EXERCISE AIM
Reproduce, exactly, the lines of the material below from the line containing "Target: child's hand" through the line containing "# test: point to the fish mouth, one", with both end lines included and nothing else.

#### PROVIDED RECORDS ####

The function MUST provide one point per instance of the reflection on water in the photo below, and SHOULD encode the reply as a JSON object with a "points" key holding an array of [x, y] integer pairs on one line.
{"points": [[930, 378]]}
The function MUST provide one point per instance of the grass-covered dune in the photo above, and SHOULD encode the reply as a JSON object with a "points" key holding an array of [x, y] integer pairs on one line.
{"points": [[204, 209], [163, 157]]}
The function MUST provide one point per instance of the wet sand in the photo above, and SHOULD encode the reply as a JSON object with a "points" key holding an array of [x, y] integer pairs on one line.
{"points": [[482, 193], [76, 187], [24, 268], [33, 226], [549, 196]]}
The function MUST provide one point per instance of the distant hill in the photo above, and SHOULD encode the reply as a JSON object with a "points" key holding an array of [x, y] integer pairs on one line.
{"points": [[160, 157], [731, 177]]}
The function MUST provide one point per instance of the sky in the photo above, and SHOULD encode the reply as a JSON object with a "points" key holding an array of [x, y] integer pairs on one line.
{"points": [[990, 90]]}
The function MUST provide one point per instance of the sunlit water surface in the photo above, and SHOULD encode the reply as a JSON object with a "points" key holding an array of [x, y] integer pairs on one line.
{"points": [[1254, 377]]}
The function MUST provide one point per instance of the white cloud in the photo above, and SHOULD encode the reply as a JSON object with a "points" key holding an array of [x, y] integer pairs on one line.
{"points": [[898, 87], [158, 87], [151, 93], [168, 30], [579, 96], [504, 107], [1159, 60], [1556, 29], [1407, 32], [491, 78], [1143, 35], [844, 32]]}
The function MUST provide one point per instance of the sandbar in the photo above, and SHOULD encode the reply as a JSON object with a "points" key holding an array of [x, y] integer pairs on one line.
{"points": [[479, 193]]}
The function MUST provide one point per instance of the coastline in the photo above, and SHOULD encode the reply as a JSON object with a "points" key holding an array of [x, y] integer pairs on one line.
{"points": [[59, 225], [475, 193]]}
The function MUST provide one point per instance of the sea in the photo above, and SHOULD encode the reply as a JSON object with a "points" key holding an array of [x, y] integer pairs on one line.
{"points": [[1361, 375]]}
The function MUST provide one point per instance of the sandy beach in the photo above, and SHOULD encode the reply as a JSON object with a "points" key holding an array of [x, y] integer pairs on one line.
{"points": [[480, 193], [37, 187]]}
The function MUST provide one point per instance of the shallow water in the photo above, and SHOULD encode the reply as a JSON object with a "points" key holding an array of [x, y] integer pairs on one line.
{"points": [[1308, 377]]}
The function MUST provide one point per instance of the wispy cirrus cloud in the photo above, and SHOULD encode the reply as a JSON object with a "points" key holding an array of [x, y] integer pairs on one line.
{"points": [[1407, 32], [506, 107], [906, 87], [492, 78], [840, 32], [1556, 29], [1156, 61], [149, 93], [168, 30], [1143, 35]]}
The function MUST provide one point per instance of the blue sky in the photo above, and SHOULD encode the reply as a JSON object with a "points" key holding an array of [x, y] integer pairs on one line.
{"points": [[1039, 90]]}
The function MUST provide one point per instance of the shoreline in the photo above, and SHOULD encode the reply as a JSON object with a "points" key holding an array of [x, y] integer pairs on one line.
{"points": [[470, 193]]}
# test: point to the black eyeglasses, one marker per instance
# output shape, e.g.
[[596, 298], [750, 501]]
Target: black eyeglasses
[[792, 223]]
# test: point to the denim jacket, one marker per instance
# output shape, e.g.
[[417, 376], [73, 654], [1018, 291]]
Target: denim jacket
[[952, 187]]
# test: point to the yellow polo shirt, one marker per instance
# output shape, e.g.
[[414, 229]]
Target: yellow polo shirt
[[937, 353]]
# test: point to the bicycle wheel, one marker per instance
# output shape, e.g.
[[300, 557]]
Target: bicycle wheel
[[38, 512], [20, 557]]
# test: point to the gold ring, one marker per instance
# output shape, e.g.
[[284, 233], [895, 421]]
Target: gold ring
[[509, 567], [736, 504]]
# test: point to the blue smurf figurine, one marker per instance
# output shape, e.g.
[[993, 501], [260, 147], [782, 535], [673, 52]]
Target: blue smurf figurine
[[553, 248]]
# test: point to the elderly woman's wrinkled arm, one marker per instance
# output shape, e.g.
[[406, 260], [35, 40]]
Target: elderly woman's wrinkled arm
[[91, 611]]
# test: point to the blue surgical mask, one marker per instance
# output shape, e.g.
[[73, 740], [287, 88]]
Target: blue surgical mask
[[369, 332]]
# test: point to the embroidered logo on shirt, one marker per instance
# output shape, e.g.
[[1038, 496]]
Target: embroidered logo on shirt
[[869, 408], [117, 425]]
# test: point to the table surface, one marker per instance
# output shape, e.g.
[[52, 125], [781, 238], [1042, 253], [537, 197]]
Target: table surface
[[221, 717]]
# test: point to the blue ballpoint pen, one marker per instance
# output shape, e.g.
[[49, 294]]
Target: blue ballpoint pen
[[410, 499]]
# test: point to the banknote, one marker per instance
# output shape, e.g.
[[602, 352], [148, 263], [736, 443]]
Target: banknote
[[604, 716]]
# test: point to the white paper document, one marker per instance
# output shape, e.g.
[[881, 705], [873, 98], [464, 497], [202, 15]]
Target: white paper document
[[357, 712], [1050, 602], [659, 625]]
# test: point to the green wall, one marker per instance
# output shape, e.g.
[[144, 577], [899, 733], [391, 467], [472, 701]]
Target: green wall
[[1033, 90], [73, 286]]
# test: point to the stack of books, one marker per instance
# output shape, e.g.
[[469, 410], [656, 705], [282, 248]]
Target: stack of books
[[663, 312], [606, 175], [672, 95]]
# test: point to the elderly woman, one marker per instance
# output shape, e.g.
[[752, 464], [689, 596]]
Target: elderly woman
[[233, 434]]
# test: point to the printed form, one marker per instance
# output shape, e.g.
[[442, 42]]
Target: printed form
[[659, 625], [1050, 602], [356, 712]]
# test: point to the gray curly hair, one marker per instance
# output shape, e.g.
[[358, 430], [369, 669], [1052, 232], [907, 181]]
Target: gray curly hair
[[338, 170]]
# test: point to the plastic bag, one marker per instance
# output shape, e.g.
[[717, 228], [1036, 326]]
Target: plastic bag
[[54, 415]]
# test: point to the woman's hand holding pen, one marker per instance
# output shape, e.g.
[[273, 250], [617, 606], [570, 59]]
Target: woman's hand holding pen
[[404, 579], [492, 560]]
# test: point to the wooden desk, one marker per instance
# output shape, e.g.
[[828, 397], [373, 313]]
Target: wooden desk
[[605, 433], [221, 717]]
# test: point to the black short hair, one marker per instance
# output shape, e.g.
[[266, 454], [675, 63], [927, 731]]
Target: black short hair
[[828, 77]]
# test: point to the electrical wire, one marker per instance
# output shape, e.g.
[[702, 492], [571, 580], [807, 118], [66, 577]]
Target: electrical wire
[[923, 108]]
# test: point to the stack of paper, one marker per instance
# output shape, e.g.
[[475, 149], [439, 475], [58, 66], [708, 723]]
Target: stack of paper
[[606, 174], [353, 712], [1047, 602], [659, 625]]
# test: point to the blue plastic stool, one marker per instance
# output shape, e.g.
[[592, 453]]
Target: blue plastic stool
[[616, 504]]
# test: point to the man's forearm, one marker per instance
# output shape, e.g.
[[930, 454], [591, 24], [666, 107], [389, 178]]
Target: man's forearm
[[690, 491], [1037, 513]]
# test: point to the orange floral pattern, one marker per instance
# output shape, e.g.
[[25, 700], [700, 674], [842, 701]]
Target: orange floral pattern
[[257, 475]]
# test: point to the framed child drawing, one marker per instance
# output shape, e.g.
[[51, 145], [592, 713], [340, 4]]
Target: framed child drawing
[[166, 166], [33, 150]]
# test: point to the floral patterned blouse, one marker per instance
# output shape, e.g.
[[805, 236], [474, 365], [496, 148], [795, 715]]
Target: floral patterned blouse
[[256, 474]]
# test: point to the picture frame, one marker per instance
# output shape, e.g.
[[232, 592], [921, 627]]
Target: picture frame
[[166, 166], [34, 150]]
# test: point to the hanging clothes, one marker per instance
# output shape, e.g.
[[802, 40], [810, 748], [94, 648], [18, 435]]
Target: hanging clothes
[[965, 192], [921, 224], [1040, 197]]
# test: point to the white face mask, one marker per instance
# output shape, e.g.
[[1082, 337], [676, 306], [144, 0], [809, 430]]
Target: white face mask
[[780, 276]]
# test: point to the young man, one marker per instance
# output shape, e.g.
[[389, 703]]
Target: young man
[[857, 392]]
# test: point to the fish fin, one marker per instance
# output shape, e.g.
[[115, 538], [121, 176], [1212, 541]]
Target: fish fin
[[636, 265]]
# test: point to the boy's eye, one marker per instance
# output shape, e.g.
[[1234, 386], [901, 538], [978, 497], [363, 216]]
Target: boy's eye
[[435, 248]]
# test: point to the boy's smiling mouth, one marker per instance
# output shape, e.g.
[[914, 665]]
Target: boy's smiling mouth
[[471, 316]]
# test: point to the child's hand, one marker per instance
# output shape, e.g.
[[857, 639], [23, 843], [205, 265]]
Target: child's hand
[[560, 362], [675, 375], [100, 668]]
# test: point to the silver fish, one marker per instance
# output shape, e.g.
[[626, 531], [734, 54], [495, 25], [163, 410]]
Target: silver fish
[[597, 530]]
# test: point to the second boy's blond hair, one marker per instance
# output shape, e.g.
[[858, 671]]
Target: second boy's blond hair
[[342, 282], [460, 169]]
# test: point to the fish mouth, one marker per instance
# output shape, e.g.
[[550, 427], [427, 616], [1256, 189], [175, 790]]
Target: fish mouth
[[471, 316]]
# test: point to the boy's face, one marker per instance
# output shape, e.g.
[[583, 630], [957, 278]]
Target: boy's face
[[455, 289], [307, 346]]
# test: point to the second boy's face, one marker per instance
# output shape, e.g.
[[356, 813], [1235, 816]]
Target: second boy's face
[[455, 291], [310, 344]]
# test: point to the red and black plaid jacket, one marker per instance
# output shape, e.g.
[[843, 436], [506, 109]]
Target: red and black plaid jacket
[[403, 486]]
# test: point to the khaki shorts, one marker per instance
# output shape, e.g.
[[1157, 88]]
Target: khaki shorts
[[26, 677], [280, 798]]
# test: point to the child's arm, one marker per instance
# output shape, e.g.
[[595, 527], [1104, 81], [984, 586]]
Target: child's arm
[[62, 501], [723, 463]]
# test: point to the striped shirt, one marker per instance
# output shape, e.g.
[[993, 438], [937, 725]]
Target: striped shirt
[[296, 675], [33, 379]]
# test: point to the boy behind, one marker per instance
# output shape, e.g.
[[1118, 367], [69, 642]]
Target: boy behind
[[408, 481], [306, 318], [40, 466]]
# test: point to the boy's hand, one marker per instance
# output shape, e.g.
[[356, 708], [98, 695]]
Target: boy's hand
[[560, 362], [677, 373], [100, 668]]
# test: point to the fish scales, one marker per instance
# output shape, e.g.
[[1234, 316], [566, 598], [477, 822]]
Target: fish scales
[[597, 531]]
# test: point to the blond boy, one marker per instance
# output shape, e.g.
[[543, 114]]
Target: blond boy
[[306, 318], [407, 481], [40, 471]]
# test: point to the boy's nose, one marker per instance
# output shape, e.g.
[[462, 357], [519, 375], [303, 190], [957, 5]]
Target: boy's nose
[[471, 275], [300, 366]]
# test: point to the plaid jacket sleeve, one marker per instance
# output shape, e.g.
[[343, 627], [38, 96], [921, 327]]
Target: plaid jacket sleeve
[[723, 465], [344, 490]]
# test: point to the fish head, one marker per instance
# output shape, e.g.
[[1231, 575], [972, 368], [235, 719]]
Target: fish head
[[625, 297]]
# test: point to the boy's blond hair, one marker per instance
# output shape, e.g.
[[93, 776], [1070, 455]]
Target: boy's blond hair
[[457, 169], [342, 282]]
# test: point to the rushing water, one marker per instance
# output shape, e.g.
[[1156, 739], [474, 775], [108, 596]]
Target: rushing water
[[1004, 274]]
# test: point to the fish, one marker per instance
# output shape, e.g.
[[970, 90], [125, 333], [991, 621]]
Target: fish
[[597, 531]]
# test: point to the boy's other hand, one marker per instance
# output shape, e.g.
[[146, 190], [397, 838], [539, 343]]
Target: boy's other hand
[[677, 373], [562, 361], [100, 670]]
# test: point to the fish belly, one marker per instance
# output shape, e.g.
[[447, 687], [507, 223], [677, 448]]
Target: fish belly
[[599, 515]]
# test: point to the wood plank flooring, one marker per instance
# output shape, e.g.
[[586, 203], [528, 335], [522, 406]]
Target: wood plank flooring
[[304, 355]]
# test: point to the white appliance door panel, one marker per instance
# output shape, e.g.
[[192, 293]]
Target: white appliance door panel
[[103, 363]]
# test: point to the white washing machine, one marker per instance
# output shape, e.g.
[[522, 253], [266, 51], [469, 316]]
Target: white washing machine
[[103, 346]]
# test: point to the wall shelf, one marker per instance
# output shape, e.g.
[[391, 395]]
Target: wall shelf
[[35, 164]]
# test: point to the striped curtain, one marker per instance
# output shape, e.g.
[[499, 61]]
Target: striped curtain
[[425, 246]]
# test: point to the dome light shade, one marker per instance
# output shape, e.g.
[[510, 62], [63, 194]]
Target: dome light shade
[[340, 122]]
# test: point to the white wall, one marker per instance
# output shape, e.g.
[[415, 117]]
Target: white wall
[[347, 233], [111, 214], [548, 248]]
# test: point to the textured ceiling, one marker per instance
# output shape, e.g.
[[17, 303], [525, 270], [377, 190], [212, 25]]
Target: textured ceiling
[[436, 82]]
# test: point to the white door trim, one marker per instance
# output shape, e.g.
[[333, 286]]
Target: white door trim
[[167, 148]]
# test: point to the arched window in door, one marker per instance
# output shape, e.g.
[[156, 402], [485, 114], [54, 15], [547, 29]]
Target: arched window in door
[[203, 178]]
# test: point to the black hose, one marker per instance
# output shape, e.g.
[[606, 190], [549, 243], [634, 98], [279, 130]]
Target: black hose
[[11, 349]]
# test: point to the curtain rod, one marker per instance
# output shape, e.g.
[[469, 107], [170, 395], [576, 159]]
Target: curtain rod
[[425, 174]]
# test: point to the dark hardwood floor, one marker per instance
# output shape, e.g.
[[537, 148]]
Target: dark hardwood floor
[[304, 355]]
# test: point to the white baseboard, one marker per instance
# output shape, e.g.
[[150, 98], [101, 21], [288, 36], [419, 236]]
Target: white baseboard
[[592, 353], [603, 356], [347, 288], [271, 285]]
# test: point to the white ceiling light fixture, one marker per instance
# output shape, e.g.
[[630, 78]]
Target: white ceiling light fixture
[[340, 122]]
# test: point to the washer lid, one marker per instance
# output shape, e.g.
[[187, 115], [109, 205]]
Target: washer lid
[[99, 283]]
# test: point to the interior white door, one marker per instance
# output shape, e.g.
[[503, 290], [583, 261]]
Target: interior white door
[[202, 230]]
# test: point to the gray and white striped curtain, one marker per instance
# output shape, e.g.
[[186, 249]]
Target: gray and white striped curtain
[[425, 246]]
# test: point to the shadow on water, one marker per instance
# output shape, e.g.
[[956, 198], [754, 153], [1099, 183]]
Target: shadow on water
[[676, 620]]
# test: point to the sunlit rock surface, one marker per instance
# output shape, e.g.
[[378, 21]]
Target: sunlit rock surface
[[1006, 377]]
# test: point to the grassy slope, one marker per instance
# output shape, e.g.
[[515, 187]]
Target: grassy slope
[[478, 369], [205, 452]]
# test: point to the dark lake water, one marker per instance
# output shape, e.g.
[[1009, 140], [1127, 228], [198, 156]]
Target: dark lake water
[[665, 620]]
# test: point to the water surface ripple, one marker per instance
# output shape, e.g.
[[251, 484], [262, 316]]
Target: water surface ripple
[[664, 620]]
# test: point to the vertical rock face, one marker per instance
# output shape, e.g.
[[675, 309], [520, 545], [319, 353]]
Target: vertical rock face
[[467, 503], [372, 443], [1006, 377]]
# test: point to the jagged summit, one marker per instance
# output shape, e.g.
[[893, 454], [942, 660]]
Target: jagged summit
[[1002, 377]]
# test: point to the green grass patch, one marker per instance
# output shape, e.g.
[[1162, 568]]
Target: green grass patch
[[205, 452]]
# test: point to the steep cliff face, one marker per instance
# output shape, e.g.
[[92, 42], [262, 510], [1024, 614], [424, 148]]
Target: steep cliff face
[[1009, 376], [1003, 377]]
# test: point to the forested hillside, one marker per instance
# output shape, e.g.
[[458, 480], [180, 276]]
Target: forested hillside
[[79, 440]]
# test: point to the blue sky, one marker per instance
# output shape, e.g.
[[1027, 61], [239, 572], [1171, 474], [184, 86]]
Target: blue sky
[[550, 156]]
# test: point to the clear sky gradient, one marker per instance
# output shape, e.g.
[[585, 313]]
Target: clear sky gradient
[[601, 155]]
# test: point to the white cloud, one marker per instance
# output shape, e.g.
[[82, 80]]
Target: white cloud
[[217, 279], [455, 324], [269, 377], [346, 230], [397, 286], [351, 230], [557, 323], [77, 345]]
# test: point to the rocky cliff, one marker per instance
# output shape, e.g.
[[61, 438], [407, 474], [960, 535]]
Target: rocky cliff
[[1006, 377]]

####

RESPONSE
Target: child's hand
[[560, 362], [675, 375], [100, 668]]
# test: point to the silver fish, one marker per instance
# output shape, e.g.
[[626, 531], [734, 54], [495, 25], [163, 410]]
Target: silver fish
[[597, 530]]
# test: point to the second boy's blond hair, one marker per instance
# output shape, e.g.
[[858, 671]]
Target: second boy's blond hair
[[342, 282], [460, 169]]
# test: point to the fish mouth, one marker per instance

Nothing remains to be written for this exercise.